[Collected data]
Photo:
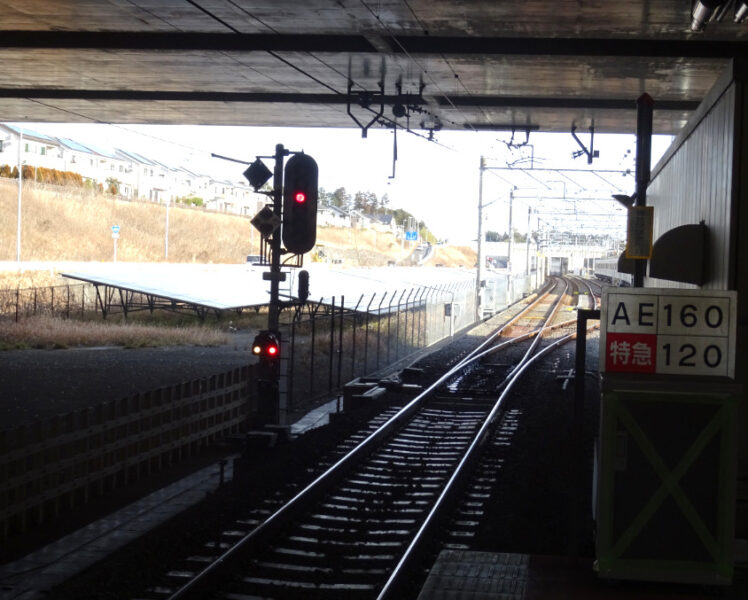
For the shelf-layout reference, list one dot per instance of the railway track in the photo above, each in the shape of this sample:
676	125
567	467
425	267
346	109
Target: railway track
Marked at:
418	478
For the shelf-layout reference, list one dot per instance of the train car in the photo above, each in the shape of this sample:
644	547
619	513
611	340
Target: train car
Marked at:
559	265
606	269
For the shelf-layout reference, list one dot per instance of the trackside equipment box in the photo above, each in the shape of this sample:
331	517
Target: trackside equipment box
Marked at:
666	455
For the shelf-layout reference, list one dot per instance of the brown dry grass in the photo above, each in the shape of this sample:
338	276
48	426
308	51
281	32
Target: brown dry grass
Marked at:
69	224
54	332
454	256
75	225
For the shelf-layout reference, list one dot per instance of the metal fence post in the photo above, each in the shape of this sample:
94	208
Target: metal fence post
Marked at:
353	337
407	308
312	353
340	340
366	335
389	325
332	344
379	326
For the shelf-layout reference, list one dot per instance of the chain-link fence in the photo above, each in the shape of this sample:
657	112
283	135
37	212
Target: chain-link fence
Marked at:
62	300
337	341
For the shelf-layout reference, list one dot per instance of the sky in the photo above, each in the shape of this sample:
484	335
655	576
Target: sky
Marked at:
437	181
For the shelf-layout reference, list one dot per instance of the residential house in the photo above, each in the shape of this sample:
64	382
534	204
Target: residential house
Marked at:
332	216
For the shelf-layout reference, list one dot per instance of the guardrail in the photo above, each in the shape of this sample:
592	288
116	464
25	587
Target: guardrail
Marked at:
59	463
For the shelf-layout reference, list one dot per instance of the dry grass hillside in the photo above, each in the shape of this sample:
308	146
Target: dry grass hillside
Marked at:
75	225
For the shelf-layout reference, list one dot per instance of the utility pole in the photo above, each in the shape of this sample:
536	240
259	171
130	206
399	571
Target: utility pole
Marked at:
510	282
20	195
644	109
480	236
166	234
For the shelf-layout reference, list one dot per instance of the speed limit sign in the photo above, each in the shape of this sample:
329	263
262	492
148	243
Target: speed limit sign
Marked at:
661	330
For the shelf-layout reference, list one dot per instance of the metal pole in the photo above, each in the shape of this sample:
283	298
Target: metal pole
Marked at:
166	234
275	241
527	249
332	344
480	235
20	195
510	283
644	108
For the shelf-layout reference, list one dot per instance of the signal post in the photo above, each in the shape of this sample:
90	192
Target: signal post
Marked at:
292	223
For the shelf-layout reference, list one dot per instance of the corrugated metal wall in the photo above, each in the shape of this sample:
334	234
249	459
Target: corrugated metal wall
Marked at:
705	177
696	184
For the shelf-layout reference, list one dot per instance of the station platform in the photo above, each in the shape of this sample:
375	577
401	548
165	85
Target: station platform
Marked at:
33	575
470	575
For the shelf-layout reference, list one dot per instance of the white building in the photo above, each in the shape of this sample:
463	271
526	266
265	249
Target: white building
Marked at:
137	176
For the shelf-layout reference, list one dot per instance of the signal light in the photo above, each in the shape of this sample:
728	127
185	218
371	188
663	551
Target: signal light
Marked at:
266	345
300	204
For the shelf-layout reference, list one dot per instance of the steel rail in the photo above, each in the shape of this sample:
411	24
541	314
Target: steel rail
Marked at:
336	470
459	473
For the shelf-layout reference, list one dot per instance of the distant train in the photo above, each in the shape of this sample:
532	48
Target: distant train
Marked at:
559	265
606	269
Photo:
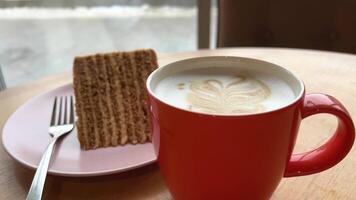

To be done - Rewrite everything from the line containing "of the white" down to the end of the entries, request lines included, rescaling every marked point coordinate in the answers by a factor of 2.5 and rounding to whole numbers, with halves rounded up; leave the request lines and their sample coordinates unchanged. Leave the pictures out.

Solution for this problem -
For the shelf-layout reference, list one dot per instance of the white building in the photo above, each in the shape of this sample:
463	271
526	266
265	249
Target: white building
Marked at:
343	440
For the shelf-layout reference, list one dot per instance of the signal light in the photo above, each in the shape of this sample:
728	127
185	218
371	188
663	551
Target: signal light
Marked at:
665	863
750	510
For the shelf-layout reference, list one dot per instance of the steel rail in the photo above, each in the shape of this sample:
411	24
541	314
Target: steel rail
Marked at:
840	1175
1148	1183
For the shelf-layout reference, list one dot per instance of the distant train in the photo above, each in the shape of this sample:
532	48
Target: distant train
Marked at:
1398	663
1515	673
Photo:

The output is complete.